**INFORMATION SHOWN**
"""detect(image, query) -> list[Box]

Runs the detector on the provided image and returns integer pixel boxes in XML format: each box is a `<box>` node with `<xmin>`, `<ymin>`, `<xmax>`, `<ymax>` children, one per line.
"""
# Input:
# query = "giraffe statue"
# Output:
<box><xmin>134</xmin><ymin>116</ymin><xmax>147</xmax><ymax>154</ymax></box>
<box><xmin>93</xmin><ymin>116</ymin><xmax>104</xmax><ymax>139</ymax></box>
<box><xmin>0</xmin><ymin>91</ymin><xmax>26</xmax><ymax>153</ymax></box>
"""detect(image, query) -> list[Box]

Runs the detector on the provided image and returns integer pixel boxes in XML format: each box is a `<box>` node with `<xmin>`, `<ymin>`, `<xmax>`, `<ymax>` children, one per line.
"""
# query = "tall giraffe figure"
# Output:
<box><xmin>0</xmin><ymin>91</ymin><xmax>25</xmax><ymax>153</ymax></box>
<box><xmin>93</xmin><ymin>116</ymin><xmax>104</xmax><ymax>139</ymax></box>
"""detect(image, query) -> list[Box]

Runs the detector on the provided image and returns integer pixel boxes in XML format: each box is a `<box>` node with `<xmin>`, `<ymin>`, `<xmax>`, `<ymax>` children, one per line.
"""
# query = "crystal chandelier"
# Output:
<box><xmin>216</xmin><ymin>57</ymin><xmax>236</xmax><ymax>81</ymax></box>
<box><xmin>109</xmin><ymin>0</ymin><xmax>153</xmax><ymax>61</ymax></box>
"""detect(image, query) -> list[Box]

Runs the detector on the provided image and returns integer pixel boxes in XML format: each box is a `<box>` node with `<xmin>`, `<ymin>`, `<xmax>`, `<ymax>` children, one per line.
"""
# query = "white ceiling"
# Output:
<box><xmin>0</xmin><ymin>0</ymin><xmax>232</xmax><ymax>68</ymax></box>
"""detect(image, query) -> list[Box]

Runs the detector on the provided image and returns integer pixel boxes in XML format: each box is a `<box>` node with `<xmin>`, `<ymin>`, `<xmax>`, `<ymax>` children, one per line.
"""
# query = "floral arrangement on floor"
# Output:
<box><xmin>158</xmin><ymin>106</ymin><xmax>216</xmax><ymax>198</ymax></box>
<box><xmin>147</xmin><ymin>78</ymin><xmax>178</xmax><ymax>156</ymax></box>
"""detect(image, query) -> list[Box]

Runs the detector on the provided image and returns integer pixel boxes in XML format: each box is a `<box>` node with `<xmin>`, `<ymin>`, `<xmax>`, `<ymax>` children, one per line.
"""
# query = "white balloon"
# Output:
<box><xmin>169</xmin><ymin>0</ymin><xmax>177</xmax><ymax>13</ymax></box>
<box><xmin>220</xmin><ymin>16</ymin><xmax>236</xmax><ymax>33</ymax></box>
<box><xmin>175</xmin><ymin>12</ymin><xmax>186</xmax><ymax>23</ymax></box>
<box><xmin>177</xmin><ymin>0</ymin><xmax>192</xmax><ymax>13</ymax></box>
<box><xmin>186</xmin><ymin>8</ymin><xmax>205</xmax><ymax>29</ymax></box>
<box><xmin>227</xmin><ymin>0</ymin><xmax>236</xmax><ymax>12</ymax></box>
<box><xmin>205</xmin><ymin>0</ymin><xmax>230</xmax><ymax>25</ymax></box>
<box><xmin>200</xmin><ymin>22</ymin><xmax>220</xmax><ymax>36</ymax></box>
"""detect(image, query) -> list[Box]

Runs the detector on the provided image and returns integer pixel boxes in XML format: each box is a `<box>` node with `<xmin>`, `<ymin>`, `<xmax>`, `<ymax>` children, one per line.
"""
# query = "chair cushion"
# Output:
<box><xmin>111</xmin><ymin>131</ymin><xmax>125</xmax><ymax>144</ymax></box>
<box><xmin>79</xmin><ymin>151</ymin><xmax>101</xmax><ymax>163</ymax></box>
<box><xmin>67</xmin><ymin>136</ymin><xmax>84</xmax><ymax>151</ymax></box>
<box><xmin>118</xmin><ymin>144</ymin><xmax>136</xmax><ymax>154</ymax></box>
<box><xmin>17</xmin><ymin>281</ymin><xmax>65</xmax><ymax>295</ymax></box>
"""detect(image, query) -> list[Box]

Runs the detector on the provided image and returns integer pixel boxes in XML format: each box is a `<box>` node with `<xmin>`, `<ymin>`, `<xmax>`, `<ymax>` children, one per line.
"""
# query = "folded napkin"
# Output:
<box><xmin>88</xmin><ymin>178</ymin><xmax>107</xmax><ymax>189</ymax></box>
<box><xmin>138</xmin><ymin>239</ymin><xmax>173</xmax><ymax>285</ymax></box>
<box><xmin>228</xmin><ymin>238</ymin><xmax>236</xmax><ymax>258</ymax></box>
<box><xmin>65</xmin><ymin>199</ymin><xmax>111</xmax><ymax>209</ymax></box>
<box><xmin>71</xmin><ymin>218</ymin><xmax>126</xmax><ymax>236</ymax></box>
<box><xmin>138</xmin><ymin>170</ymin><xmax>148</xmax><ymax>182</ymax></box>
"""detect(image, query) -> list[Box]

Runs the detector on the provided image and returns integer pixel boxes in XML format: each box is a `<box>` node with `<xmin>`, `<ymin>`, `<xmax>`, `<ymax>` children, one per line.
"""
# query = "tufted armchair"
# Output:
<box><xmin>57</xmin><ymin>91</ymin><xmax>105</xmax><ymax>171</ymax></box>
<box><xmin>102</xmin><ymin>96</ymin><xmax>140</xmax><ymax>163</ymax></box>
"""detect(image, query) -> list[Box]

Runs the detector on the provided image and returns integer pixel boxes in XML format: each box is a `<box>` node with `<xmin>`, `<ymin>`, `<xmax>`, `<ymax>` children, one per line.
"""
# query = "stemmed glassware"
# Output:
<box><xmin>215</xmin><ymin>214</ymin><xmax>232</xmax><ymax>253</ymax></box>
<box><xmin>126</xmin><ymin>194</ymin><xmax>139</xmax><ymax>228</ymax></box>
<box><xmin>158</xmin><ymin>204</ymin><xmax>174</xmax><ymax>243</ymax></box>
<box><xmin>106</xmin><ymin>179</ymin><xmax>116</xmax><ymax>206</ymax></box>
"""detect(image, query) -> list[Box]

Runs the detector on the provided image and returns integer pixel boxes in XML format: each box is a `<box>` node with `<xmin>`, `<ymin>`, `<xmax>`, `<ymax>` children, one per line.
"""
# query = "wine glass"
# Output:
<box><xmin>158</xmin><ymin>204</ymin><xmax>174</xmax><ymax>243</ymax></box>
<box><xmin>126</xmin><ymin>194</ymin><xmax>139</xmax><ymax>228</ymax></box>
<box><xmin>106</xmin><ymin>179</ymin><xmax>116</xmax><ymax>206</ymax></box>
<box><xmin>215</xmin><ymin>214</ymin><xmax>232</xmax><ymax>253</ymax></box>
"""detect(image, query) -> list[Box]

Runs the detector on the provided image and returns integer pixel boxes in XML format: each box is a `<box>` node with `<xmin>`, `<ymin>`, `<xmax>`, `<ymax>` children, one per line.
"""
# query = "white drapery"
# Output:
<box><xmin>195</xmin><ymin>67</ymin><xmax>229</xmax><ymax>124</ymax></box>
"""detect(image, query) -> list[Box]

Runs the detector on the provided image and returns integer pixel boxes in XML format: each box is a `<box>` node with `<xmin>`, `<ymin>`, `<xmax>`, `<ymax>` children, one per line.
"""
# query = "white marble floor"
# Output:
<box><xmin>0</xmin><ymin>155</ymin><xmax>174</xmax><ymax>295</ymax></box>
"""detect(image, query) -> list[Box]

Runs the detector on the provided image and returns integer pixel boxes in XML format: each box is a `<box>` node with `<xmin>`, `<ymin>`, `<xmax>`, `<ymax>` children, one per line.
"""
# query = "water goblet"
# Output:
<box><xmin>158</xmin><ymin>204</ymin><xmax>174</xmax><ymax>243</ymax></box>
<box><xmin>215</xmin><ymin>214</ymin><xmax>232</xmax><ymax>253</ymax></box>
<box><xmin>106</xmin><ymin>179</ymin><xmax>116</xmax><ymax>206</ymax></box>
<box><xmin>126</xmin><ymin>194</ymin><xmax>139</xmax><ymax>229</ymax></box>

**OBJECTIVE**
Collect every line of the material above that contains the string "white", treating uppercase and lowercase as distinct.

**CORRECT ANSWER**
# query = "white ceiling"
# query = "white balloon"
# query = "white drapery"
# query = "white marble floor"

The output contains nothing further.